══ PROVIDED INFORMATION ══
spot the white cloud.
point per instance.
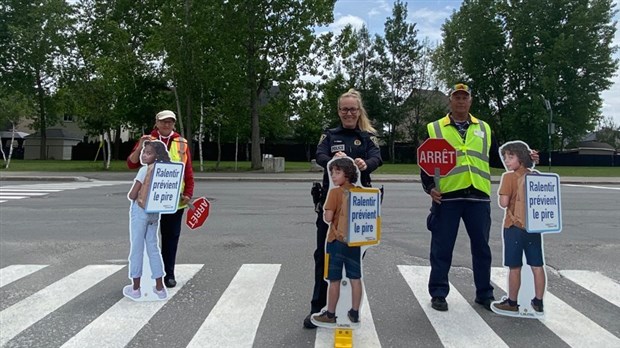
(343, 21)
(428, 22)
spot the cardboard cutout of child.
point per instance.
(146, 269)
(344, 262)
(526, 287)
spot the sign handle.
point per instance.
(436, 177)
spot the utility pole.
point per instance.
(550, 128)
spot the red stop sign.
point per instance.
(436, 154)
(197, 213)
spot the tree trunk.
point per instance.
(42, 120)
(117, 142)
(256, 155)
(201, 130)
(109, 147)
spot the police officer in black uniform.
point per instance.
(354, 138)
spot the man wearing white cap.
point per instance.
(170, 224)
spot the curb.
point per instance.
(385, 178)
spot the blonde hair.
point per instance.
(363, 122)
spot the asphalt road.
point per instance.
(273, 223)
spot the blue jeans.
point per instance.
(340, 254)
(143, 231)
(516, 242)
(444, 225)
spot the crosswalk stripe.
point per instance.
(597, 283)
(14, 192)
(23, 192)
(25, 189)
(121, 322)
(240, 306)
(562, 319)
(12, 273)
(23, 314)
(366, 336)
(461, 326)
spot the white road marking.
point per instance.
(23, 314)
(12, 273)
(234, 319)
(460, 326)
(117, 326)
(562, 319)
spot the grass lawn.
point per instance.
(290, 167)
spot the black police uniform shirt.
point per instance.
(356, 144)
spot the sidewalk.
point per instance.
(253, 176)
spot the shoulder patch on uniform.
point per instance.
(375, 140)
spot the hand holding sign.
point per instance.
(197, 213)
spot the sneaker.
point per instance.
(486, 303)
(507, 306)
(354, 316)
(537, 306)
(128, 291)
(325, 318)
(439, 304)
(170, 282)
(161, 294)
(308, 322)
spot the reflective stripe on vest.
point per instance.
(178, 153)
(472, 155)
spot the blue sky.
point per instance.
(429, 15)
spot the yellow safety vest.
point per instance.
(178, 153)
(472, 154)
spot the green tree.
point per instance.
(35, 47)
(274, 39)
(400, 50)
(515, 54)
(14, 106)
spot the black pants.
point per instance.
(319, 295)
(170, 227)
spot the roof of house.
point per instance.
(55, 133)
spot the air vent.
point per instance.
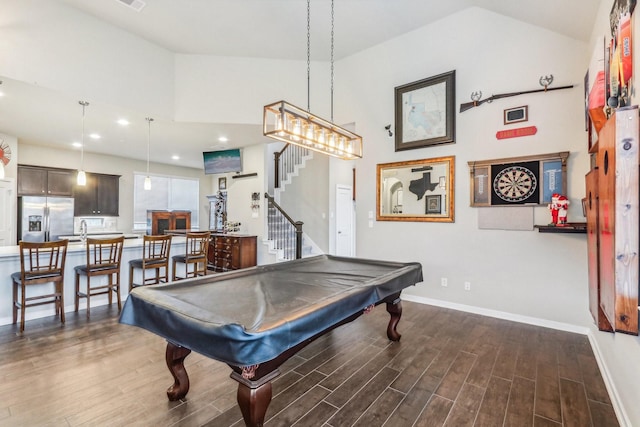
(136, 5)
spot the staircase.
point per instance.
(284, 235)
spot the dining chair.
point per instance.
(40, 263)
(197, 247)
(155, 255)
(103, 259)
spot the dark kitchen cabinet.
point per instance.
(38, 181)
(232, 252)
(101, 196)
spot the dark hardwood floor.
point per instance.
(450, 369)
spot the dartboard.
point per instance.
(515, 184)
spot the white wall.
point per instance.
(49, 44)
(528, 273)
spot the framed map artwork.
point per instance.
(425, 113)
(416, 190)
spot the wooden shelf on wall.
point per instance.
(570, 227)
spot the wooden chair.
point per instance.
(197, 248)
(155, 255)
(40, 262)
(103, 259)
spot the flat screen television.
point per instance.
(222, 161)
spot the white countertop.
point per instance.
(14, 251)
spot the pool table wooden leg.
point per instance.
(253, 403)
(175, 356)
(394, 308)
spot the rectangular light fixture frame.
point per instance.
(290, 124)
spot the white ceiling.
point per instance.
(247, 28)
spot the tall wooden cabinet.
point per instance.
(613, 213)
(232, 252)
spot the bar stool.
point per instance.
(197, 247)
(103, 259)
(40, 262)
(155, 255)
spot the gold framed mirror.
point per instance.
(416, 190)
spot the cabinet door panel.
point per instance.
(85, 197)
(32, 181)
(108, 195)
(59, 183)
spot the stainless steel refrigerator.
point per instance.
(43, 219)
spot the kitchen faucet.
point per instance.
(83, 231)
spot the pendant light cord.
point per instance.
(149, 120)
(308, 56)
(84, 104)
(332, 27)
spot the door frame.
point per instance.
(342, 188)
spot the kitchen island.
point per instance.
(76, 255)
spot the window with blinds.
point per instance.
(167, 193)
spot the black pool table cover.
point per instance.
(251, 316)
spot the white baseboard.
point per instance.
(499, 314)
(616, 402)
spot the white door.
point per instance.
(7, 212)
(344, 221)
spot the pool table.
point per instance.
(257, 318)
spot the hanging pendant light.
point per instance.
(290, 124)
(82, 177)
(147, 179)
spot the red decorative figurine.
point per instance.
(558, 207)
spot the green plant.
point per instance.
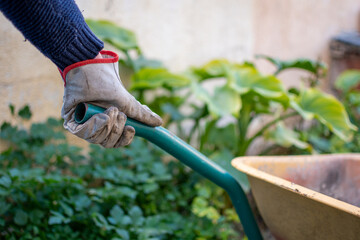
(242, 96)
(347, 85)
(52, 190)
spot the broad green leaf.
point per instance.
(142, 62)
(348, 80)
(286, 137)
(247, 80)
(312, 103)
(55, 220)
(123, 234)
(149, 78)
(25, 112)
(21, 217)
(300, 63)
(215, 68)
(225, 101)
(12, 109)
(67, 209)
(119, 37)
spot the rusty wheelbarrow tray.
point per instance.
(296, 195)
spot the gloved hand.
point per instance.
(97, 81)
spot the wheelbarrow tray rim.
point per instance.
(242, 164)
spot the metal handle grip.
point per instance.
(191, 158)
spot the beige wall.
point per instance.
(181, 33)
(290, 29)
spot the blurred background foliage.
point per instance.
(50, 189)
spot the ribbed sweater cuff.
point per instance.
(85, 46)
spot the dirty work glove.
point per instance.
(97, 81)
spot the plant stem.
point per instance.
(268, 125)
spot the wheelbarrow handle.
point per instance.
(191, 158)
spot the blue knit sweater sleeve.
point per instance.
(56, 27)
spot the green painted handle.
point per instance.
(193, 159)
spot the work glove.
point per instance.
(97, 81)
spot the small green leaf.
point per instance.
(213, 69)
(67, 209)
(117, 214)
(245, 80)
(313, 103)
(201, 208)
(225, 101)
(5, 181)
(12, 109)
(21, 217)
(123, 234)
(348, 80)
(25, 112)
(4, 207)
(300, 63)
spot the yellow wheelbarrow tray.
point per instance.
(289, 192)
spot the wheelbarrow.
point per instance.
(279, 200)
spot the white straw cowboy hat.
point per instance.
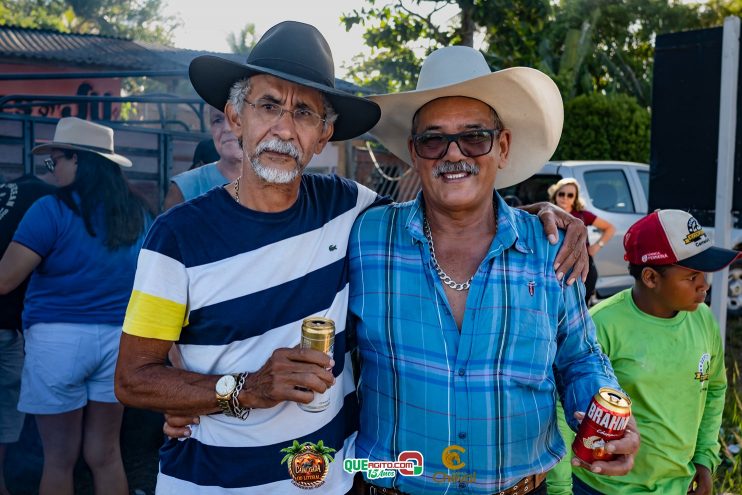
(527, 101)
(77, 134)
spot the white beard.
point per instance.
(274, 175)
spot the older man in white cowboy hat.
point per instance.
(227, 278)
(466, 335)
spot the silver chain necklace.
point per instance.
(237, 190)
(441, 274)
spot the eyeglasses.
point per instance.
(434, 146)
(270, 112)
(51, 162)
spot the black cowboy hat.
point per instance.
(298, 53)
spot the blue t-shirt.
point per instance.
(198, 181)
(79, 280)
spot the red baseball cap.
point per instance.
(674, 237)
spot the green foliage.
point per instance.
(243, 41)
(587, 46)
(400, 37)
(604, 127)
(139, 20)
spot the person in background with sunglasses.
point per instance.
(465, 332)
(16, 197)
(566, 195)
(80, 246)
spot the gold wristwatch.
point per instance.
(225, 387)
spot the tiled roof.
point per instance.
(105, 52)
(79, 49)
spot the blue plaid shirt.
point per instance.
(488, 393)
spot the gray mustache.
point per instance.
(455, 167)
(278, 146)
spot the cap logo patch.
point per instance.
(695, 233)
(656, 255)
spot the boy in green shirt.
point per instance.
(665, 348)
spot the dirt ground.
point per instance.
(141, 437)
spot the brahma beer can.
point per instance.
(318, 333)
(606, 419)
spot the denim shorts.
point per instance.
(67, 365)
(11, 363)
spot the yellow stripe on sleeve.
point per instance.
(154, 317)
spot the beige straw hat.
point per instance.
(77, 134)
(527, 101)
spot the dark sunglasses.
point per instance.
(434, 146)
(51, 162)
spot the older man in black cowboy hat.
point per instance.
(228, 278)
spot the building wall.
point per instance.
(61, 87)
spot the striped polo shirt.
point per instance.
(229, 286)
(478, 403)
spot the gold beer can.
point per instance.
(318, 333)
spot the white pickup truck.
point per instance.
(617, 192)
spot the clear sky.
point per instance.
(206, 24)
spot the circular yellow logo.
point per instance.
(452, 457)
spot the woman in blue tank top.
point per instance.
(80, 246)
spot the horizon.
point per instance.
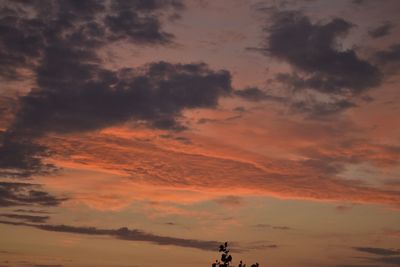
(150, 132)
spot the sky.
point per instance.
(148, 132)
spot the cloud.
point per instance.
(275, 227)
(124, 234)
(389, 260)
(389, 59)
(188, 176)
(313, 51)
(379, 251)
(230, 201)
(27, 218)
(23, 194)
(78, 25)
(381, 31)
(321, 110)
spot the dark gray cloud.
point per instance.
(389, 59)
(255, 94)
(275, 227)
(74, 92)
(76, 24)
(389, 260)
(230, 201)
(26, 218)
(125, 234)
(321, 110)
(382, 30)
(312, 49)
(155, 94)
(22, 158)
(23, 194)
(379, 251)
(32, 211)
(251, 94)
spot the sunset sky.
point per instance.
(148, 132)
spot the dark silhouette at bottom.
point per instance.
(226, 258)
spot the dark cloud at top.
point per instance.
(314, 52)
(156, 94)
(29, 28)
(379, 251)
(58, 41)
(381, 31)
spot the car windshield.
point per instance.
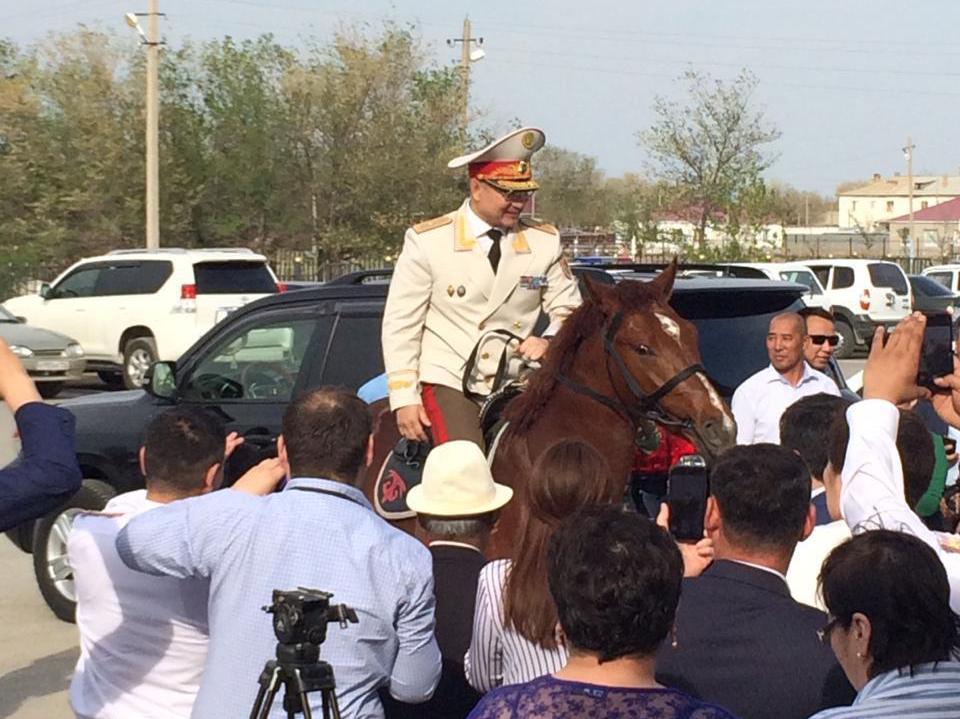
(233, 278)
(802, 277)
(928, 288)
(885, 274)
(733, 330)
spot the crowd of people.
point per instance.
(819, 589)
(827, 582)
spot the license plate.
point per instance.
(53, 365)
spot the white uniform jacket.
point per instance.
(444, 299)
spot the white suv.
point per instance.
(863, 294)
(946, 275)
(130, 308)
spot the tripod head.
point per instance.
═══
▸ WHAT IS BEING ASKED: Extract precisely the lines beginning at the line containing "spot the yellow stripe on sleeve." and ending at the last line of the entries above, exactly as written and with no pictures.

▸ COMPLETED EXERCISE:
spot the yellow stripe on sleeve.
point per instance.
(154, 317)
spot the beige straw hat.
point per instance.
(77, 134)
(527, 101)
spot the dark sunglasses.
point per instance.
(434, 146)
(51, 162)
spot the older man in black cowboy hat.
point per instance.
(228, 278)
spot the building wall.
point per instance.
(61, 87)
spot the striped polo shirt.
point per instance.
(229, 286)
(478, 403)
spot the gold beer can.
point per instance.
(318, 333)
spot the white pickup truck.
point per instance.
(617, 192)
spot the clear sky.
point per instance.
(206, 24)
spot the circular yellow logo.
point per instance.
(452, 457)
spot the woman in blue tank top.
point per instance.
(80, 246)
spot the horizon.
point per instance.
(150, 132)
spot the sky.
point per instance.
(148, 132)
spot the cloud.
point per instance.
(275, 227)
(124, 234)
(389, 260)
(389, 59)
(188, 176)
(313, 51)
(379, 251)
(230, 201)
(27, 218)
(23, 194)
(78, 25)
(381, 31)
(321, 110)
spot the dark gray cloud.
point per instance.
(389, 59)
(255, 94)
(275, 227)
(74, 92)
(76, 24)
(389, 260)
(230, 201)
(26, 218)
(125, 234)
(321, 110)
(382, 30)
(312, 49)
(155, 94)
(22, 158)
(23, 194)
(379, 251)
(32, 211)
(251, 94)
spot the sunset sky.
point per instance.
(148, 132)
spot the dark silhouette at bottom.
point per instance.
(226, 258)
spot the dark cloud at top.
point per instance.
(314, 52)
(156, 94)
(29, 28)
(379, 251)
(58, 41)
(381, 31)
spot the car windshield.
point per instance.
(233, 278)
(802, 277)
(928, 288)
(885, 274)
(733, 330)
spot the crowd of people.
point per instance.
(819, 589)
(827, 582)
spot the license plate.
point per instance.
(53, 365)
spot the white uniform jacket.
point per instance.
(444, 299)
spot the white suv.
point per instance.
(863, 294)
(946, 275)
(130, 308)
spot the tripod head.
point per instance.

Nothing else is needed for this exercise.